** Begin Dataset records **
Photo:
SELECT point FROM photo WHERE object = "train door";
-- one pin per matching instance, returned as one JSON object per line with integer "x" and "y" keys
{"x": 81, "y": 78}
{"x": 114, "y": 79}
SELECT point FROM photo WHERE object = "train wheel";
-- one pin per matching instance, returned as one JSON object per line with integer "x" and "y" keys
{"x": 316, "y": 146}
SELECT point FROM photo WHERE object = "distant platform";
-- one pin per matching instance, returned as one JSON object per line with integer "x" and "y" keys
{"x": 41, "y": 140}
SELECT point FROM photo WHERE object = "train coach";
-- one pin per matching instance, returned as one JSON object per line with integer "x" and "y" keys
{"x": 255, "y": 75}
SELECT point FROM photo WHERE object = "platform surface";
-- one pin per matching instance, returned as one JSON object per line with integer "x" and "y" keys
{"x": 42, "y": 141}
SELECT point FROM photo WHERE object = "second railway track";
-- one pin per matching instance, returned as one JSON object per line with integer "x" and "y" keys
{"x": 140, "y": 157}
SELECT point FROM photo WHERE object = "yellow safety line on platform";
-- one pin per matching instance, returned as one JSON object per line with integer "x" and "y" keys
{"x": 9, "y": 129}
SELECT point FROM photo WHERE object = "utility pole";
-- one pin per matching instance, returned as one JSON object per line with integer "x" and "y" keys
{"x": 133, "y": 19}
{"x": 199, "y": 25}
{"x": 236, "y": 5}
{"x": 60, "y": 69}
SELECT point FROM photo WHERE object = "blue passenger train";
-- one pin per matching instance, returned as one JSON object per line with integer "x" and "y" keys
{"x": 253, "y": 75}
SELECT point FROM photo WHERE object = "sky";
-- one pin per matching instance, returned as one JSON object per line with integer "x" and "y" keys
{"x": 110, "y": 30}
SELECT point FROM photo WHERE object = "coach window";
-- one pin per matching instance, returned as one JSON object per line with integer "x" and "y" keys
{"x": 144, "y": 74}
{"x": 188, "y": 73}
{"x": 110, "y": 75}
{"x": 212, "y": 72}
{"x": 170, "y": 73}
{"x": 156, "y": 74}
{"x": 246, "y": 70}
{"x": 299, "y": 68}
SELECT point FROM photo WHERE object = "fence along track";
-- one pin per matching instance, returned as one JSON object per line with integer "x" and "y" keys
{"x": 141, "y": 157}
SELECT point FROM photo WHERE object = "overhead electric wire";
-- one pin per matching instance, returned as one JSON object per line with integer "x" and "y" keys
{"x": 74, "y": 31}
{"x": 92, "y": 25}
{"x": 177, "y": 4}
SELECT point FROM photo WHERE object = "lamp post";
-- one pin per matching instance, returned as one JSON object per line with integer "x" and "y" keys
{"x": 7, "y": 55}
** End Dataset records **
What to do:
Using the data above, return each line exactly as written.

Exercise answer:
Photo:
SELECT point FROM photo WHERE object = "train door";
-- one pin per matching instance, returned as one JSON object per line with integer "x" and "y" keys
{"x": 81, "y": 78}
{"x": 114, "y": 79}
SELECT point FROM photo WHERE object = "train wheel";
-- one pin per matching instance, returned as one JSON object per line with integer "x" and "y" keys
{"x": 316, "y": 146}
SELECT point FROM photo WHERE object = "distant platform";
-- one pin per matching instance, returned as one JSON object per line with integer "x" and "y" keys
{"x": 41, "y": 140}
SELECT point FROM photo WHERE object = "train coach";
-- one pin per matching instance, returned as one JSON object per line with integer "x" and "y" keys
{"x": 255, "y": 75}
SELECT point FROM photo WHERE object = "platform surface";
-- one pin per matching instance, returned as one JSON object per line with integer "x" and "y" keys
{"x": 42, "y": 141}
SELECT point FROM photo WHERE object = "second railway track";
-- one pin per matching instance, returned as one JSON object per line with integer "x" and "y" keys
{"x": 140, "y": 157}
SELECT point FROM photo WHERE object = "yellow safety line on platform";
-- one pin per matching instance, returned as one JSON object per line with integer "x" and "y" keys
{"x": 9, "y": 129}
SELECT point FROM photo WHERE object = "utility pole";
-- one pin per matching instance, returned as one JSON object per line with integer "x" and "y" keys
{"x": 133, "y": 19}
{"x": 199, "y": 25}
{"x": 236, "y": 5}
{"x": 60, "y": 69}
SELECT point FROM photo WHERE object = "blue passenger train";
-- one pin per matching instance, returned as one JSON object per line with integer "x" and "y" keys
{"x": 253, "y": 75}
SELECT point FROM photo WHERE object = "sky";
-- one pin per matching instance, returned as one JSON object per line with integer "x" and "y" keys
{"x": 110, "y": 30}
SELECT point FROM photo WHERE object = "coach window";
-- one pin per matching instance, returned as one JSON object per line with integer "x" and "y" keys
{"x": 144, "y": 74}
{"x": 188, "y": 73}
{"x": 110, "y": 75}
{"x": 212, "y": 72}
{"x": 170, "y": 73}
{"x": 156, "y": 74}
{"x": 246, "y": 70}
{"x": 299, "y": 68}
SELECT point FROM photo WHERE object = "fence along track";
-- one pin per matching instance, returned as one JSON object per line with integer "x" and "y" keys
{"x": 141, "y": 157}
SELECT point FROM photo WHERE object = "overhead electric wire";
-- one pin per matching instance, returned as one JSON object per line with integer "x" and "y" keys
{"x": 74, "y": 31}
{"x": 92, "y": 25}
{"x": 177, "y": 4}
SELECT point FROM photo WHERE object = "lamp post";
-- one pin per matching instance, returned as one JSON object per line with integer "x" and "y" keys
{"x": 7, "y": 55}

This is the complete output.